(Görev listesi)
1 - Metin bölümüne göre intikam işini kim halledecekti?
2 - Metin bölümünde Friks'in genç adamın gözünden düşmesine yol açan davranışları tek tek yaz.
3 - Livei ile Friks'i anlatan metin bölümünü son cümlesinden sonra devam ettir.

(Metin bölümü)
....................
Friks de kalacağını söylemişti. Zaten Mavi kalınca o da kalacaktı, adamın kuyruğu gibiydi. Livei ona karşı öfkeliydi, neden olduğunu bilmiyordu ancak öfkeliydi. Başka bir şeye duyduğu öfkeyi ona yansıtıyor olabilirdi ancak biraz evvelki tavırlarından hiç hoşlanmamıştı. Patrona aniden yükselişi, saygısızca konuşmaları, Mavi çıkar çıkmaz beylik taslayıp esip gürlemesi, kendisini de peşinden sürüklemeye çalışması gibi davranışları genç adamın gözünden düşmesine sebep olmuştu. Kalacağını duyunca omuz silkti. Dönüp yüzüne bakmadı bile. Patronun Mavi'ye sarılmasını gülümseyerek izledi. İntikamını almaya yardım etmek istediğini duyunca başını iki yana salladı. Onun yaşındaki bir adamın kendini bu duruma atması iyi olmazdı. O içi rahat bir şekilde Gedhilfe'nin yükselişini izler ve Mavileri bir arada tutardı. İntikam işini genç kız halledecekti. Hükümet devrildikten sonra her haksızlığın, her adiliğin, her fesatın ve her kötülüğün hesabı tek tek görülecekti.
....................
(Malzeme parçaları)
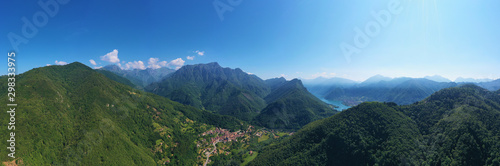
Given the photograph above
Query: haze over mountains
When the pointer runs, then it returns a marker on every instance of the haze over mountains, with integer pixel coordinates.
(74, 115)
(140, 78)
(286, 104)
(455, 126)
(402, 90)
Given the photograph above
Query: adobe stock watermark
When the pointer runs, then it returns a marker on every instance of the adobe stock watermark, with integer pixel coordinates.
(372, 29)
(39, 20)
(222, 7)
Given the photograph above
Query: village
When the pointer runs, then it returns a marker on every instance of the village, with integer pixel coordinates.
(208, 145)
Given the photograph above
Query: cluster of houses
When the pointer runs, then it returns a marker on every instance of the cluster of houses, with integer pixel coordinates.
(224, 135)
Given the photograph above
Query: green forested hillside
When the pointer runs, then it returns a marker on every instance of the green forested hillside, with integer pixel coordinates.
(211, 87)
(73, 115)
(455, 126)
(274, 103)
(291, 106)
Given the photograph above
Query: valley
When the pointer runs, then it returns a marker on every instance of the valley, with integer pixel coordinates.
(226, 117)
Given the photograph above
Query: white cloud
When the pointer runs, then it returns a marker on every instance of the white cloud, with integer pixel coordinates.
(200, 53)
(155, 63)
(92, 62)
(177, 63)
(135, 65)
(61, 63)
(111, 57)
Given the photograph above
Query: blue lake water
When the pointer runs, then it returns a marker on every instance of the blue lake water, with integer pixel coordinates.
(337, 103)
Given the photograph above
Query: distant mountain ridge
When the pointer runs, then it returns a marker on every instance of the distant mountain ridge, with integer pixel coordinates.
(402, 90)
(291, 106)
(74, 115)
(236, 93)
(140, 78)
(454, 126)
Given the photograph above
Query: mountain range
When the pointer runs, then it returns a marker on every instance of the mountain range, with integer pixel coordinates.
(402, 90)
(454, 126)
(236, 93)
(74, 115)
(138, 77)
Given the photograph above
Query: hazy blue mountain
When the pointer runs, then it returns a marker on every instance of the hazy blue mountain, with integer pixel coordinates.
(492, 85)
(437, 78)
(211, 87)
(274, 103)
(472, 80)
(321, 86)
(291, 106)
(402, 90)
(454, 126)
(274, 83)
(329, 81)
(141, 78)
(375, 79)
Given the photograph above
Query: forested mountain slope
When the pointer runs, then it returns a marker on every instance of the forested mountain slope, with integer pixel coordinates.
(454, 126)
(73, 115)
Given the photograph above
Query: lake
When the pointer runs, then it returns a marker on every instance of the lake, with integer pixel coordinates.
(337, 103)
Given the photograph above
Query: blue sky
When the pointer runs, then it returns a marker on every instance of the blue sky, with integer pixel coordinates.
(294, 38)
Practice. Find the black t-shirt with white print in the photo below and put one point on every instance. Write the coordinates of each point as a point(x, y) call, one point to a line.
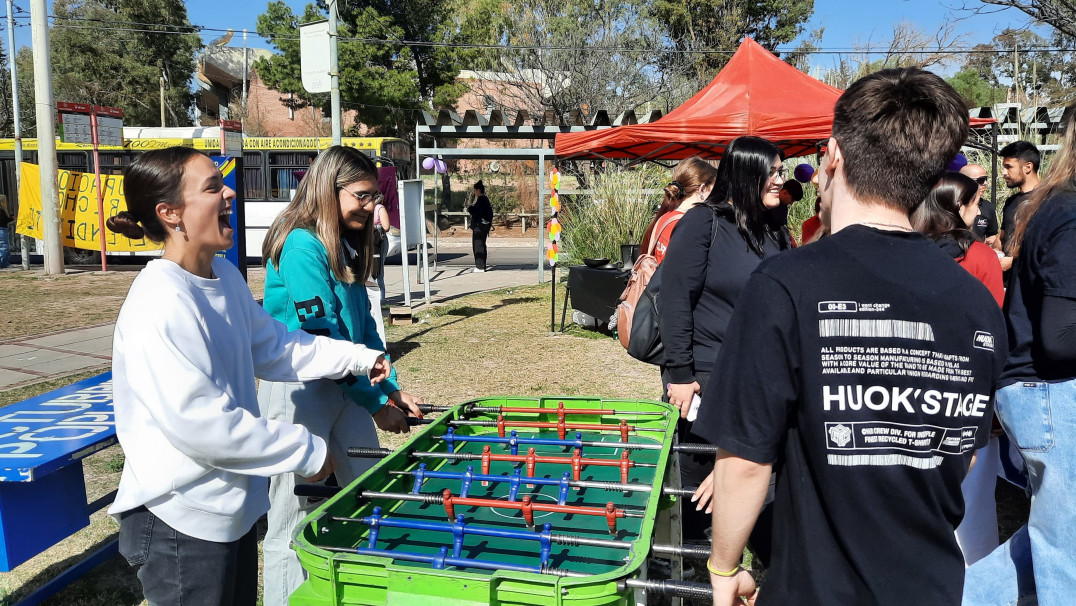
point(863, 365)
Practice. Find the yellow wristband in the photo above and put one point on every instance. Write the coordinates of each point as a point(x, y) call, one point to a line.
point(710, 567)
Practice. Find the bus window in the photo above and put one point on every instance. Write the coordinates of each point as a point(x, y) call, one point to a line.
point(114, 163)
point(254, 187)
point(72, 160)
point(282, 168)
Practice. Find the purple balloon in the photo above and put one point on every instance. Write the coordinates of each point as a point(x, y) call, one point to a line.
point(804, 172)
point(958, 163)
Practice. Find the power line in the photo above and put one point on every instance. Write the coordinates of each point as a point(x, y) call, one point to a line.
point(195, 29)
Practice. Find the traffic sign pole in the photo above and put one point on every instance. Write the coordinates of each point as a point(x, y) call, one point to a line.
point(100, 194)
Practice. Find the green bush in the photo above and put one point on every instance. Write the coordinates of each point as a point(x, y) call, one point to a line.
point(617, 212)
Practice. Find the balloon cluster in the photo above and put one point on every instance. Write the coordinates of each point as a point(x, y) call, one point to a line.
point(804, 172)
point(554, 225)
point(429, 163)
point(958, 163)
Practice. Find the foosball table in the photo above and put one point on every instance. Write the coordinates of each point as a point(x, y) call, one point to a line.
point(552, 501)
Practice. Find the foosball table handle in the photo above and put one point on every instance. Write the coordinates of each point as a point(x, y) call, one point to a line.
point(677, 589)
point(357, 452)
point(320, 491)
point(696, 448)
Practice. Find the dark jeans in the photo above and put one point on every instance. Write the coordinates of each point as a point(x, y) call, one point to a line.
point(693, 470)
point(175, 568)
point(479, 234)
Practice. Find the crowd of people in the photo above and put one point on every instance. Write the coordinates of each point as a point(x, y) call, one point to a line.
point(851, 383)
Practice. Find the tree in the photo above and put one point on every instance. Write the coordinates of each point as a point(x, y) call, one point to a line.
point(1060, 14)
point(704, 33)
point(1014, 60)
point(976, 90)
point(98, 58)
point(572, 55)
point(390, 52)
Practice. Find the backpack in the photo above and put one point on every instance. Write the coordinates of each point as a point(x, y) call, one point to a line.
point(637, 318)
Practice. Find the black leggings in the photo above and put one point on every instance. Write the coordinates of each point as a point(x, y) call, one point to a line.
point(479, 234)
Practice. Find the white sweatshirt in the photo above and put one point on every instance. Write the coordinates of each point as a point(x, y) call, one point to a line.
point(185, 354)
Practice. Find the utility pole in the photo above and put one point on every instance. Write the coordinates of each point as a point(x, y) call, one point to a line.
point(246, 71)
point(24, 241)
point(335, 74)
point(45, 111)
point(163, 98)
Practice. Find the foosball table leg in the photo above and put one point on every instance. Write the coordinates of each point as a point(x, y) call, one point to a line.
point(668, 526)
....................
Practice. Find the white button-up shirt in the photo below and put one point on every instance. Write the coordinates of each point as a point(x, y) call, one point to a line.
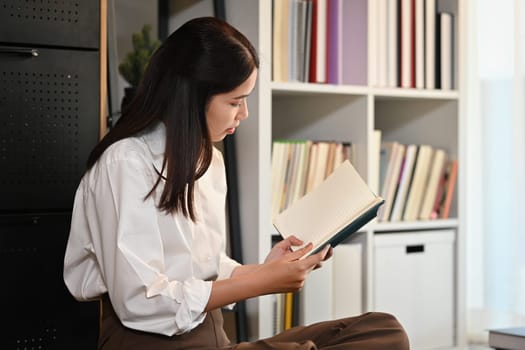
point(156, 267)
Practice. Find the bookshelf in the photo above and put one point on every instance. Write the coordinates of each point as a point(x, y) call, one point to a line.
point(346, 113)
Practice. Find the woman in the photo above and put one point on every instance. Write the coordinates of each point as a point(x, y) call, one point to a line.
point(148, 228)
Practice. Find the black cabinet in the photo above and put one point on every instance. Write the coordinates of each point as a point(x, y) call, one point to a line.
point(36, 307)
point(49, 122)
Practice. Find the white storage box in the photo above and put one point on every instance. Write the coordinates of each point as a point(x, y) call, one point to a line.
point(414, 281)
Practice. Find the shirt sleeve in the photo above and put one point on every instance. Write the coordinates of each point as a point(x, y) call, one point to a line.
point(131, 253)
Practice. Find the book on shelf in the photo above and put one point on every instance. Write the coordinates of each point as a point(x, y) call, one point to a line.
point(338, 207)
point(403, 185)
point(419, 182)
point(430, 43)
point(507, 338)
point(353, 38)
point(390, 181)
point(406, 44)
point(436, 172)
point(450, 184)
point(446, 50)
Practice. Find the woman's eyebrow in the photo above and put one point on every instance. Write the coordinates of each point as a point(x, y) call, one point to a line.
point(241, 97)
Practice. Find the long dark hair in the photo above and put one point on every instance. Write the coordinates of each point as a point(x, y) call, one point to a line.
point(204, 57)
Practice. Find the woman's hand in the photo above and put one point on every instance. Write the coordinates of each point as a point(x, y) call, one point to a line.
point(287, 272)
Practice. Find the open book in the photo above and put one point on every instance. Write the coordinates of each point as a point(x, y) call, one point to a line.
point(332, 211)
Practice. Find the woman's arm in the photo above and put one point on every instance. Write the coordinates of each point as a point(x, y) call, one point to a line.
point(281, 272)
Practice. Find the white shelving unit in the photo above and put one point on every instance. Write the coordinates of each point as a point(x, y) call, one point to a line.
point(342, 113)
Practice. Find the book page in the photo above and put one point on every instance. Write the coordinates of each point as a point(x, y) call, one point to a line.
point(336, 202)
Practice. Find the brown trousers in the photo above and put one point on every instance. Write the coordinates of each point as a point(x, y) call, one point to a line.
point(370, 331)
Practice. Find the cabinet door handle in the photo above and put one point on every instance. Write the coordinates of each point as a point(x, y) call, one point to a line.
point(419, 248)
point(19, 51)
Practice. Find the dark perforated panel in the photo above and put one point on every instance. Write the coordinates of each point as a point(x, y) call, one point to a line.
....................
(Görevlerin yanıtları)
1 - Genç kız.

2 -
- Patrona aniden yükselişi
- Saygısızca konuşmaları
- Mavi çıkar çıkmaz beylik taslayıp esip gürlemesi
- Kendisini de peşinden sürüklemeye çalışması

3 -
Dhæcho ile konuşmak üzere onun kapısının önüne gelmişlerdi. Dyoch tek kopyası Himota'da kalmış bir kitaptan bahsetti. Livei kadar kitap okumayı seven birisi bile artık kitap adı duyunca kusmak istiyordu. Ne önemi vardı ki şu an? O kitabın içinde yazanlardan kime neydi? Zaten deney yapıldığını biliyorlardı. Onların başına gelmişti, Friks'in başına gelmişti. Daha fazla deney detayı okumalarının ne faydası vardı? Bir boka yaramayacaktı ve kimseyi inandıramayacaklardı. Bir an önce hükümetin bu zalimliği durdurması üzerine çalışmaları gerekiyordu. Kitap için dertlenmenin zamanı mıydı şimdi? Mavi'nin absürt sorusu üzerine bıkkın bir ifadeyle "Onların üzerinde deney yapılabileceğini Friks'in durumunu öğrenince ben bile tahmin ettim." dedi gözlerini devirerek. Bazen gerçekten fazla zekice şeyler söylüyorlardı.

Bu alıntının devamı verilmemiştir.